Promotional single by Justin Bieber
- Released: May 11, 2012
- Genre: Pop
- Length: 3:39
- Label: Island, RBMG, Schoolboy
- Songwriters: Justin Bieber, Nasri, Jacob Pena, Adam Messinger, Tom Strahle
- Producers: Justin Bieber, Adam Messinger

Justin Bieber promotional singles chronology
| "Never Let You Go" (2010) | "Turn to You (Mother's Day Dedication)" (2012) | "Die in Your Arms" (2012) |

Music video
- "Never Let You Go" on YouTube

= Turn to You (Mother's Day Dedication) =

"Turn to You (Mother's Day Dedication)" is a song by Canadian singer Justin Bieber. It was released on May 11, 2012, two days before Mother's Day.

==Background==
The song was written and composed by Bieber, Nasri, Jacob Pena, Adam Messinger, and Tom Strahle. It was produced by Bieber alongside Adam Messinger for his third album, Believe, but was ultimately not included and instead released as a standalone single.

Dataset extract
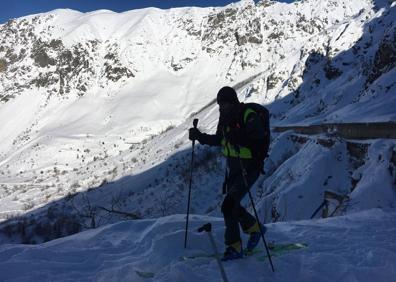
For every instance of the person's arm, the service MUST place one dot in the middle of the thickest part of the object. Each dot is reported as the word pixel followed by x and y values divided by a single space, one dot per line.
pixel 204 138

Written instruction 1
In the text on "Turn to You (Mother's Day Dedication)," which album was the song originally produced for?
Written instruction 2
Reproduce the part of the text on "Turn to You (Mother's Day Dedication)" starting at "Justin Bieber promotional" and ending at "before Mother's Day.".

Correct response 1
Believe, Bieber's third album.

Correct response 2
Justin Bieber promotional singles chronology
| "Never Let You Go" (2010) | "Turn to You (Mother's Day Dedication)" (2012) | "Die in Your Arms" (2012) |

Music video
- "Never Let You Go" on YouTube

= Turn to You (Mother's Day Dedication) =

"Turn to You (Mother's Day Dedication)" is a song by Canadian singer Justin Bieber. It was released on May 11, 2012, two days before Mother's Day.